[INFORMATION]
# # # # #

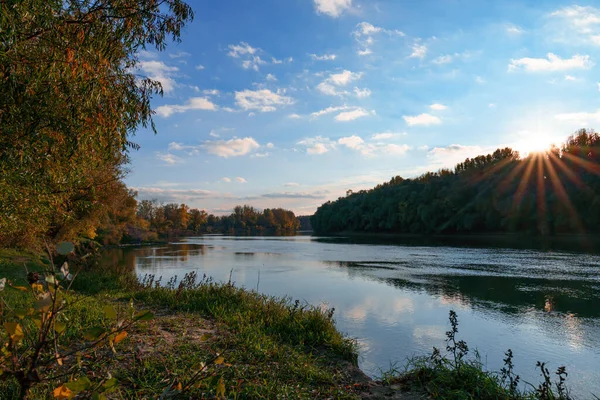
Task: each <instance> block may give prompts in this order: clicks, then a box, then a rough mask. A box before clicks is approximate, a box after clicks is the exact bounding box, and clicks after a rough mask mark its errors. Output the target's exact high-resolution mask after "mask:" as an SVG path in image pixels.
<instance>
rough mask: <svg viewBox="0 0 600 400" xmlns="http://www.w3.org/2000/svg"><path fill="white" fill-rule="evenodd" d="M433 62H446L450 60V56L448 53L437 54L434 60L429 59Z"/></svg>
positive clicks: (434, 63) (450, 57)
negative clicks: (434, 59) (437, 57)
mask: <svg viewBox="0 0 600 400" xmlns="http://www.w3.org/2000/svg"><path fill="white" fill-rule="evenodd" d="M431 62H432V63H434V64H448V63H451V62H452V56H451V55H450V54H446V55H443V56H439V57H438V58H436V59H435V60H433V61H431Z"/></svg>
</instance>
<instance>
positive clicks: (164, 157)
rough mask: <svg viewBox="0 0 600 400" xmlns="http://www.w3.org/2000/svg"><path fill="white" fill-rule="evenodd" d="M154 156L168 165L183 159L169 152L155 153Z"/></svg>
mask: <svg viewBox="0 0 600 400" xmlns="http://www.w3.org/2000/svg"><path fill="white" fill-rule="evenodd" d="M156 158H158V159H159V160H161V161H164V162H165V163H167V164H169V165H175V164H179V163H181V162H183V160H182V159H181V158H180V157H177V156H176V155H173V154H170V153H156Z"/></svg>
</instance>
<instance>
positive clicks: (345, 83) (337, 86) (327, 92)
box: [317, 70, 362, 96]
mask: <svg viewBox="0 0 600 400" xmlns="http://www.w3.org/2000/svg"><path fill="white" fill-rule="evenodd" d="M361 77H362V72H352V71H348V70H343V71H342V72H339V73H336V74H330V75H329V77H328V78H327V79H325V80H324V81H323V82H321V83H319V85H317V90H318V91H320V92H321V93H323V94H326V95H330V96H338V95H345V94H347V92H345V91H340V90H338V88H340V87H343V86H346V85H348V84H349V83H350V82H353V81H356V80H358V79H360V78H361Z"/></svg>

# # # # #

Once the pictures are removed, copy the listing exactly.

Task: each <instance> block may give prompts in this order: clicks, then a box, then a rough mask. A box before clicks is approximate, a box after clicks is the exact bounding box, and clicks after a rough mask mark its errors. Output the target's exact high-resolution mask after "mask:" as an SVG path in image pixels.
<instance>
rough mask: <svg viewBox="0 0 600 400" xmlns="http://www.w3.org/2000/svg"><path fill="white" fill-rule="evenodd" d="M433 62H446L450 60V56L448 53L437 54L434 60L429 59Z"/></svg>
positive clicks: (434, 63) (450, 57)
negative clicks: (434, 59) (437, 57)
mask: <svg viewBox="0 0 600 400" xmlns="http://www.w3.org/2000/svg"><path fill="white" fill-rule="evenodd" d="M431 62H432V63H434V64H448V63H451V62H452V56H451V55H450V54H446V55H443V56H439V57H438V58H436V59H435V60H433V61H431Z"/></svg>
</instance>
<instance>
positive clicks: (164, 157)
rough mask: <svg viewBox="0 0 600 400" xmlns="http://www.w3.org/2000/svg"><path fill="white" fill-rule="evenodd" d="M154 156L168 165L183 159L169 152L155 153Z"/></svg>
mask: <svg viewBox="0 0 600 400" xmlns="http://www.w3.org/2000/svg"><path fill="white" fill-rule="evenodd" d="M156 158H158V159H159V160H161V161H164V162H165V163H167V164H169V165H175V164H179V163H181V162H183V160H182V159H181V158H180V157H177V156H176V155H173V154H170V153H156Z"/></svg>
</instance>
<instance>
positive clicks: (345, 83) (337, 86) (327, 92)
box: [317, 70, 362, 96]
mask: <svg viewBox="0 0 600 400" xmlns="http://www.w3.org/2000/svg"><path fill="white" fill-rule="evenodd" d="M361 77H362V72H352V71H348V70H343V71H342V72H339V73H336V74H330V75H329V77H328V78H327V79H325V80H324V81H323V82H321V83H319V85H317V90H318V91H320V92H321V93H323V94H326V95H330V96H338V95H345V94H347V92H345V91H340V90H338V88H340V87H343V86H346V85H348V84H349V83H350V82H353V81H356V80H358V79H360V78H361Z"/></svg>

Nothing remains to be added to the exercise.